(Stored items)
☆ ☆ ☆ ☆ ☆ ☆ ☆

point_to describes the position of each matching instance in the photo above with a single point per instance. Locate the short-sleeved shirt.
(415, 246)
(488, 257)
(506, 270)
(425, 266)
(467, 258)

☆ ☆ ☆ ☆ ☆ ☆ ☆

Copy out every line of the material above word for word.

> _The result_
point_to describes the position of each matching instance in the photo above with a single point per instance. Locate the short-sleeved shirt.
(415, 246)
(488, 257)
(506, 270)
(425, 266)
(467, 258)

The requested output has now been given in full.